■ Exercise brief:
Please render every line of the rows below as a JSON list of strings, one string per line, with blank lines and the pictures left out.

■ Rows:
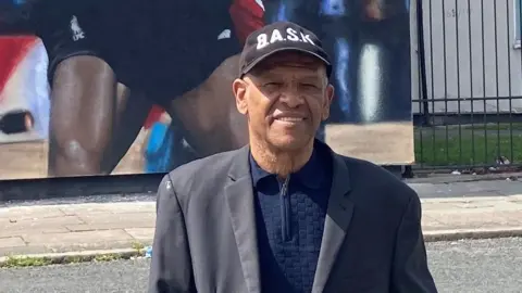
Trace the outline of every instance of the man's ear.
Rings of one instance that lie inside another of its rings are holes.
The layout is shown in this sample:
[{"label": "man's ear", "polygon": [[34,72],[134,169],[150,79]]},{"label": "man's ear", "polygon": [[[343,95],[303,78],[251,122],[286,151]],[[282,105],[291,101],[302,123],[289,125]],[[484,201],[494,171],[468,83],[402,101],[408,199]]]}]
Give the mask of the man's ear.
[{"label": "man's ear", "polygon": [[236,78],[232,84],[232,90],[236,98],[236,107],[243,115],[247,114],[247,87],[248,84],[239,78]]},{"label": "man's ear", "polygon": [[321,119],[323,122],[326,120],[330,117],[330,106],[332,105],[332,102],[334,100],[334,93],[335,93],[334,86],[328,84],[328,86],[326,86],[326,90],[324,92],[325,97],[324,97],[324,102],[323,102],[323,114],[321,116]]}]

■ Solved problem:
[
  "Trace the outline of every instance of the man's ear.",
  "Rings of one instance that lie inside another of its rings are holes.",
  "The layout is shown in this sample:",
  "[{\"label\": \"man's ear\", \"polygon\": [[34,72],[134,169],[150,79]]},{\"label\": \"man's ear\", \"polygon\": [[[343,95],[303,78],[251,122],[286,151]],[[282,105],[291,101],[302,123],[289,125]],[[484,201],[494,171],[468,83],[402,101],[408,199]]]}]",
  "Give the mask of the man's ear.",
  "[{\"label\": \"man's ear\", \"polygon\": [[236,78],[232,84],[232,90],[236,98],[236,107],[243,115],[247,114],[247,87],[248,84],[239,78]]},{\"label\": \"man's ear\", \"polygon\": [[321,119],[323,122],[326,120],[330,117],[330,106],[332,105],[332,102],[334,100],[334,93],[335,93],[334,86],[328,84],[328,86],[326,86],[326,90],[324,92],[325,97],[324,97],[324,102],[323,102],[323,114],[321,116]]}]"
]